##### Material provided #####
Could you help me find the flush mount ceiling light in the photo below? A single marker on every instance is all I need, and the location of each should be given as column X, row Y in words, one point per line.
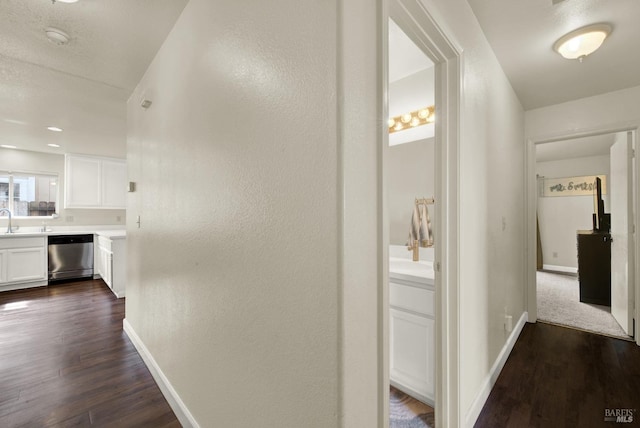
column 57, row 36
column 411, row 119
column 582, row 42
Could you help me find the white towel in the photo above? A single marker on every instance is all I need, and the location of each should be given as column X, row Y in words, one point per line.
column 420, row 228
column 426, row 240
column 414, row 228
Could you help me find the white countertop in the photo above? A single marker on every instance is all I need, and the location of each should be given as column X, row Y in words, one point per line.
column 84, row 230
column 405, row 269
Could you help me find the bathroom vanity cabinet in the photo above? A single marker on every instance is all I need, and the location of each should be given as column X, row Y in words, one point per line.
column 412, row 330
column 110, row 260
column 23, row 262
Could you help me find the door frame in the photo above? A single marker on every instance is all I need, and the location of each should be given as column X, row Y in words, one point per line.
column 532, row 206
column 424, row 30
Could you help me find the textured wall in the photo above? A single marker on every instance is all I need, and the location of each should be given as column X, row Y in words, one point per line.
column 411, row 175
column 235, row 289
column 491, row 201
column 560, row 217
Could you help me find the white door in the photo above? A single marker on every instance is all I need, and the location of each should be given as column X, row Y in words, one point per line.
column 621, row 198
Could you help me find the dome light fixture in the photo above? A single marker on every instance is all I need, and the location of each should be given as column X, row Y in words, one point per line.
column 57, row 36
column 582, row 42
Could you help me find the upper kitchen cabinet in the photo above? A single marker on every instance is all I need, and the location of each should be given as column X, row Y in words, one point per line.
column 95, row 182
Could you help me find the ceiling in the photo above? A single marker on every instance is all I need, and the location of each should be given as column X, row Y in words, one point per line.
column 405, row 58
column 83, row 85
column 522, row 33
column 597, row 145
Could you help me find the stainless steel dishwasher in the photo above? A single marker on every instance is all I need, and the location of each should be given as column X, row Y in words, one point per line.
column 70, row 257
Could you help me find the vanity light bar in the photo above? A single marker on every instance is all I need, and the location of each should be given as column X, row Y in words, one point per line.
column 412, row 119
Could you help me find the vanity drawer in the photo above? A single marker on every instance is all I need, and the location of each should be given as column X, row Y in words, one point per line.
column 414, row 299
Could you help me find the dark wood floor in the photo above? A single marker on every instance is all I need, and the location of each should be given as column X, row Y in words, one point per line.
column 65, row 361
column 560, row 377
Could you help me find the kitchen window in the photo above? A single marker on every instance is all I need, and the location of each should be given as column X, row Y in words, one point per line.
column 28, row 194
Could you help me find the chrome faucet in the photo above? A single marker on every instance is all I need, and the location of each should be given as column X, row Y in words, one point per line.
column 6, row 210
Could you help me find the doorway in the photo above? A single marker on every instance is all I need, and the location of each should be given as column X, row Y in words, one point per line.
column 563, row 219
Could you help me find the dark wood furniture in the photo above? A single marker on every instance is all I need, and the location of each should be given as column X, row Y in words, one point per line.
column 594, row 267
#####
▶ **Short problem**: Exclude the images, then output the data above word for word.

▶ **Final answer**:
Could you help me find the flush mount ceiling light in the photo below? A single marker on every instance is all I need, and the location of each should be given as column X, row Y in words, one point per line.
column 57, row 36
column 411, row 119
column 582, row 42
Could you help me find the white towel in the photo above? A single marker on every instance is all I need, and the location of each should be given as column X, row Y in words, one point per line.
column 420, row 228
column 426, row 240
column 414, row 228
Could you help me find the white countertop in the photo above? A single marker on every instance is all I need, and the location of each should be given as column X, row Y in words, one point per line.
column 84, row 230
column 405, row 269
Could you help me find the bathroom vanity cabinet in the photo above? A single marker on every instance is all I need, and the location of each should be given as column X, row Y in words, one point per line.
column 412, row 330
column 110, row 260
column 23, row 262
Could you help me find the door frame in the photo above? A single marker on every instance is all I need, and the location of each should be given as column X, row Y in words, one point per line.
column 532, row 206
column 424, row 30
Could you help me find the textured wall in the photo above? A single marker on every instance is all I need, and the location of each should be given as column X, row Y in words, one point per line.
column 411, row 175
column 235, row 289
column 491, row 201
column 560, row 217
Could you help me find the white door in the photo above? A single marker on every instance is all I need, and the location of each should be given as column X, row Y in words, one point per line.
column 621, row 198
Could you help me find the dome light fixture in the photo above? A single marker on every instance is all I need, and the location of each should be given as column X, row Y in words, one point per line.
column 57, row 36
column 582, row 42
Could you help me find the upper kitchen cabinet in the photo above? A single marker on every instance is all I need, and the location of each should be given as column X, row Y in words, one point per line.
column 95, row 182
Could you help me find the ceiling in the photo above? A single marker on every instance is all I need, and the location of each should be given as column X, row Y in words, one point per line.
column 405, row 58
column 83, row 85
column 522, row 33
column 597, row 145
Could you help me find the stainless steel dishwasher in the photo above? A single marker on every instance is all I need, and the location of each should be given as column X, row Y in words, one point per line.
column 70, row 257
Could you help me find the vanity light bar in the photo above? A single marker on every instance is all I need, and the location of each should be given as column X, row Y in words, one point per line.
column 412, row 119
Could you help me find the vanity drawer in the photo above? A single marker on every instance is all I need, and the location of each should be given as column X, row Y in words, one point per line.
column 414, row 299
Could you help me find the dark wood floor in the photo above? A single marker on every instance is all I need, and the location of each should be given as column X, row Y in words, one point per line.
column 65, row 361
column 560, row 377
Could you help me find the kitchen window in the photo above? A single marker on every instance is all I need, and the location of each should be given as column X, row Y in words, one point per line.
column 28, row 194
Could you help me find the chrome faucet in the photo above? A single marker on every instance is all I need, and the location of each should be given as column X, row Y in words, one point per line.
column 6, row 210
Could you help me find the doorway in the photo above? A single marker on every instance is all I need, and the location of each should be given as column X, row Y in words, one point per line.
column 563, row 219
Could you help me find the dark wood furniture in the photo above? A single marker on every instance is all I need, and the location of each should be given as column X, row Y in words, one point per line.
column 594, row 267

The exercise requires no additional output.